_Task statement_
Edit the rows below so that every "Target" reads "Object", leaving everything else unchanged, and omit the pictures from your output.

_Working data_

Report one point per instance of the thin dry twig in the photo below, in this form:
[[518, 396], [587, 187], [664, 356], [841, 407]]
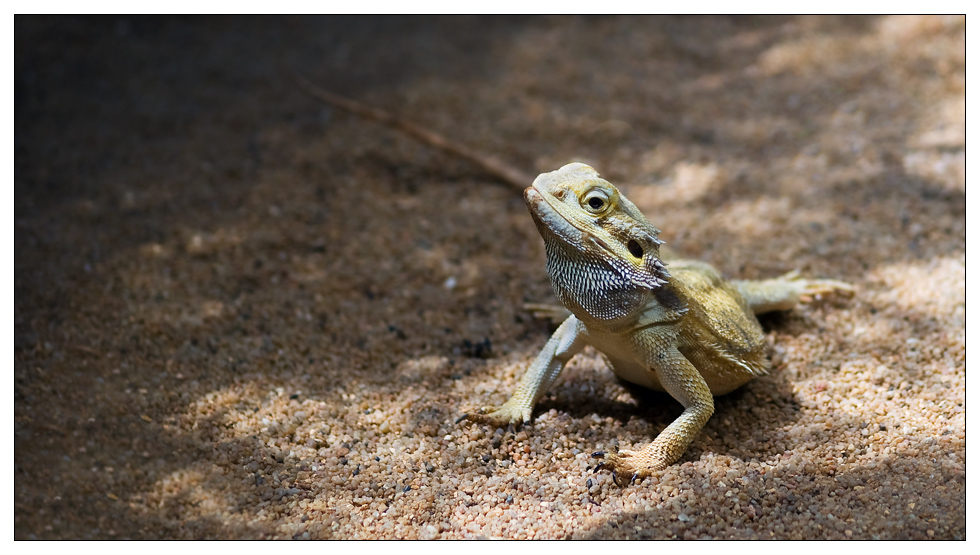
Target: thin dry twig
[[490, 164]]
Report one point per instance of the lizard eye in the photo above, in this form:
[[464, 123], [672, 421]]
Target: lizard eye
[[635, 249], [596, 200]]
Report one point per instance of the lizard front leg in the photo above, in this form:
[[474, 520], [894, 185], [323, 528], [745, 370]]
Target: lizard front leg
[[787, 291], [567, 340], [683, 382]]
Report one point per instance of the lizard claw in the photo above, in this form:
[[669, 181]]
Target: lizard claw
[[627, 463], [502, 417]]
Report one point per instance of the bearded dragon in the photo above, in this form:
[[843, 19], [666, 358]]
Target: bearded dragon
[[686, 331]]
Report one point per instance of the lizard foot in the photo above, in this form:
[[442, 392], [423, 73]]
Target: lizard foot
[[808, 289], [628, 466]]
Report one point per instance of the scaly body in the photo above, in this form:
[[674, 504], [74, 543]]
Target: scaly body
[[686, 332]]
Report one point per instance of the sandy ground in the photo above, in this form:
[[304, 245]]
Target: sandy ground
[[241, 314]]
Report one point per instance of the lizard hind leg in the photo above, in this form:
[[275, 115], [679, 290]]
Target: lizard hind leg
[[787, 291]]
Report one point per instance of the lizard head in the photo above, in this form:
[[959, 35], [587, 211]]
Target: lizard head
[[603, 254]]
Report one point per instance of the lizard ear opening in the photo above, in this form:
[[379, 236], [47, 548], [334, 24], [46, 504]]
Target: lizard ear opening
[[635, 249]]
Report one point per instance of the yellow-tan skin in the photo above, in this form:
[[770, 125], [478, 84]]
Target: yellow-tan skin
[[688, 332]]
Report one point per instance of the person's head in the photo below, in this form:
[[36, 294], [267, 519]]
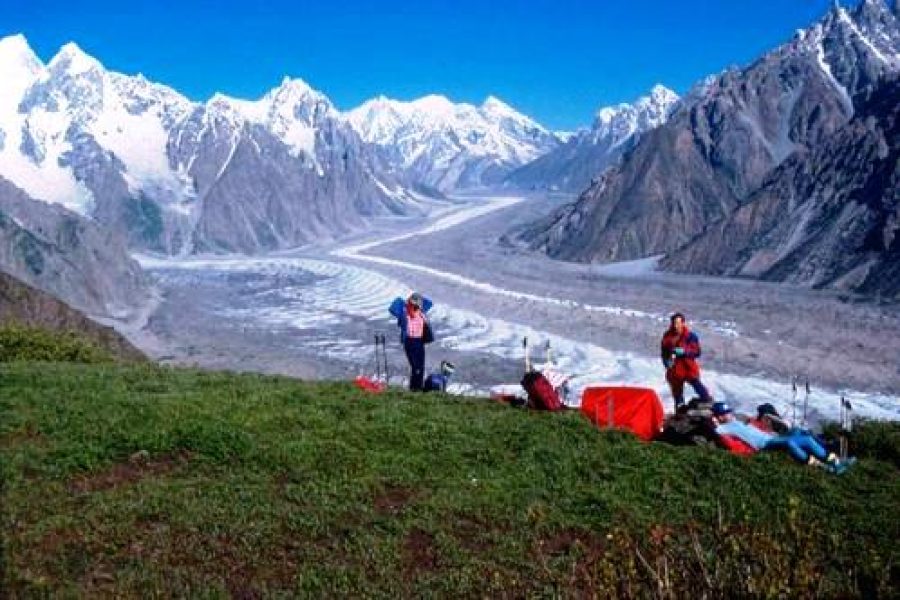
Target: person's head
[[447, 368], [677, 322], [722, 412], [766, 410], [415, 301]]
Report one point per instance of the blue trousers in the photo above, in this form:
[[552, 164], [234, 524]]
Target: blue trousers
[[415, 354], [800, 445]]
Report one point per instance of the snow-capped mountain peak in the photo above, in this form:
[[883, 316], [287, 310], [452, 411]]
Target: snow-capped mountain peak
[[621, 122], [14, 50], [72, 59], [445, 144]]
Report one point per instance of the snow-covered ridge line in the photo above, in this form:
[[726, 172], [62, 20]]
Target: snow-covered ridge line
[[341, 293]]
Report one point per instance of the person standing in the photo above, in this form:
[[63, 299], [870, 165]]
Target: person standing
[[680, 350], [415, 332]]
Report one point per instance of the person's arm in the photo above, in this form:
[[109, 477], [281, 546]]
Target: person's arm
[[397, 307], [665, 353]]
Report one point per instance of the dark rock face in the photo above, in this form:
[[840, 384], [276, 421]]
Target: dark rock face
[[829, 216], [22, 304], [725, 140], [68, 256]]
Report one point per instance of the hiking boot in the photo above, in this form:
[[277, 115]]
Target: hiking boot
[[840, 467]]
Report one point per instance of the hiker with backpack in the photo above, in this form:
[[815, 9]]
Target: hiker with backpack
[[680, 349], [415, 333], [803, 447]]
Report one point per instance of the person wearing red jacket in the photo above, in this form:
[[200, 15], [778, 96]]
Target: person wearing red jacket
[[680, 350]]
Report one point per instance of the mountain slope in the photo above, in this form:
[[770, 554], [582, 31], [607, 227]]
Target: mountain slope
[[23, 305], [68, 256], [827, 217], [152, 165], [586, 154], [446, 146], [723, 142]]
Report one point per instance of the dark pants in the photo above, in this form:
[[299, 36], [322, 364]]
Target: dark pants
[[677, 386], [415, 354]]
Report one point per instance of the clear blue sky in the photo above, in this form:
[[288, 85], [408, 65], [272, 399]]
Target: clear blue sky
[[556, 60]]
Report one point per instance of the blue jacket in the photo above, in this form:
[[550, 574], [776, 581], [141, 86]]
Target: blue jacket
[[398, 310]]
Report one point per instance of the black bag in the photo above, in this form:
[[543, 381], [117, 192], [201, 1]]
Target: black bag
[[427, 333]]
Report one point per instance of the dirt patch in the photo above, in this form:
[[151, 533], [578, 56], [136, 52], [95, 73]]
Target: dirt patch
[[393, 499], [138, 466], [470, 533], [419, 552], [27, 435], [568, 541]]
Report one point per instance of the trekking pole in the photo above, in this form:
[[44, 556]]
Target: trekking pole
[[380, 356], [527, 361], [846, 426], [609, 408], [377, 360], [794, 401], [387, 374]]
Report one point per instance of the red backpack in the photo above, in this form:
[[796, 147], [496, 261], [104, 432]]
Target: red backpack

_The completed task_
Report one point per instance of the thin dry twig in the photo below, in this form:
[[518, 396], [587, 187], [664, 356], [841, 407]]
Object: thin dry twig
[[490, 164]]
Report one point per instance of the lizard eye in the photo above, in this form:
[[464, 123], [672, 421]]
Object: lizard eye
[[635, 249], [596, 200]]
Report one point per instance of the lizard front leg in the photo above, in this form:
[[474, 520], [894, 185], [323, 528], [745, 370]]
Object: lizard front leg
[[787, 291], [567, 340], [683, 382]]
Report one point per instance of the lizard claw in the photo above, in this form:
[[669, 181]]
Object: lizard claw
[[627, 463], [502, 417]]
Report one point per instance of the bearded dragon in the photo above, in this form:
[[843, 19], [666, 358]]
Object: bearded dragon
[[686, 331]]
Report one point per instance of the lizard foot in the photo above, in this form:
[[442, 392], [423, 73]]
Object: lizard foot
[[808, 289], [628, 466]]
Report one point per instance of the scaly body in the photo above, in this form:
[[674, 504], [74, 543]]
Object: scaly body
[[686, 332]]
Report one point per instance of the sandy ground in the photo above, in this form:
[[304, 245]]
Object: sandy ground
[[241, 314]]
Report one point per instance of the lizard hind leg in the photo above, in this form:
[[275, 115], [679, 290]]
Object: lizard hind leg
[[787, 291]]
Report one point per instance of the lizard head in the photo above, in this form:
[[959, 35], [587, 211]]
Object: lizard head
[[603, 254]]
Report one point per instance of the lizard ear opening in the photo above, in this form:
[[379, 236], [47, 548], [334, 24], [46, 504]]
Object: lizard ear opening
[[635, 249]]
Report one point per instance of the yellow-tan skin in the photo above, in this form:
[[770, 125], [478, 84]]
Object: yellow-tan skin
[[688, 332]]
Report one point per instance of the person's head in the photo below, in this form:
[[36, 294], [267, 519]]
Object: person's head
[[447, 368], [677, 322], [722, 412], [766, 410], [415, 301]]
Report one point per instance of the blue trousers in the photo above, in this form:
[[552, 164], [234, 524]]
Object: blue trousers
[[415, 354], [800, 445]]
Report one point per instance of the snow-capped mountain peak in the photo above, in this form:
[[883, 316], [287, 310], [452, 411]]
Object: snow-capped mountain peak
[[621, 122], [14, 50], [72, 59], [445, 144]]
Report one point per instance of the snow-covered ridge line in the photo above, in this form:
[[726, 172], [62, 20]]
Object: snow-covered ridge line
[[341, 293]]
Report one point per instance of the person standing in the photo above, in this form:
[[63, 299], [870, 165]]
Object: person standing
[[680, 350], [415, 332]]
Report one point per instance of the person's arm in the photo above, in this form:
[[109, 477], [281, 546]]
Object: person's arm
[[397, 307], [665, 353]]
Report one point per instance of the dark rock face in the photo above, in this form:
[[840, 384], [276, 421]]
Object: dark rock face
[[829, 216], [22, 304], [725, 140], [68, 256]]
Report one point per instance of the hiking boot in the photo above, in this form:
[[277, 115]]
Object: hiking boot
[[840, 467]]
Report one point per instance of the hiker with backpack in the photo above, in this form:
[[815, 9]]
Object: hiker with backpack
[[680, 349], [415, 333], [803, 447]]
Report one point per instance of the person wearing red jacket in the photo above, in this form:
[[200, 15], [778, 96]]
Object: person wearing red jacket
[[680, 350]]
Report one point per instance of the mountain slope in the photo above, in this form:
[[770, 554], [582, 31], [607, 227]]
Object: mountain slope
[[23, 305], [68, 256], [827, 217], [152, 165], [586, 154], [446, 146], [723, 142]]
Report one point per instance of the dark pants in the photo above, in this form:
[[299, 36], [322, 364]]
Object: dark pants
[[677, 386], [415, 354]]
Report one point per instance of the clear blue sky in the photo above, in this form:
[[288, 85], [408, 65], [272, 399]]
Object: clear blue sky
[[556, 60]]
Report one point per instance of the blue jacket in the photo above, in this form:
[[550, 574], [776, 581], [141, 86]]
Object: blue jacket
[[398, 310]]
Report one point per instance of the black bag in the photo above, in this form:
[[543, 381], [117, 192], [201, 1]]
Object: black bag
[[427, 333]]
Report one point per instance of the dirt patch in the photo above, in this form:
[[151, 533], [578, 56], [136, 52], [95, 73]]
Object: dirt patch
[[393, 499], [138, 466], [470, 533], [419, 552], [27, 435], [568, 541]]
Report one point per instance of the trekking pole in the photo above, in this form:
[[44, 556]]
Object: trekking pole
[[380, 356], [527, 361], [846, 426], [609, 408], [377, 360], [794, 401], [387, 374]]
Report one point per instance of the red backpack in the photo above, in this form:
[[796, 147], [496, 261], [104, 432]]
Object: red backpack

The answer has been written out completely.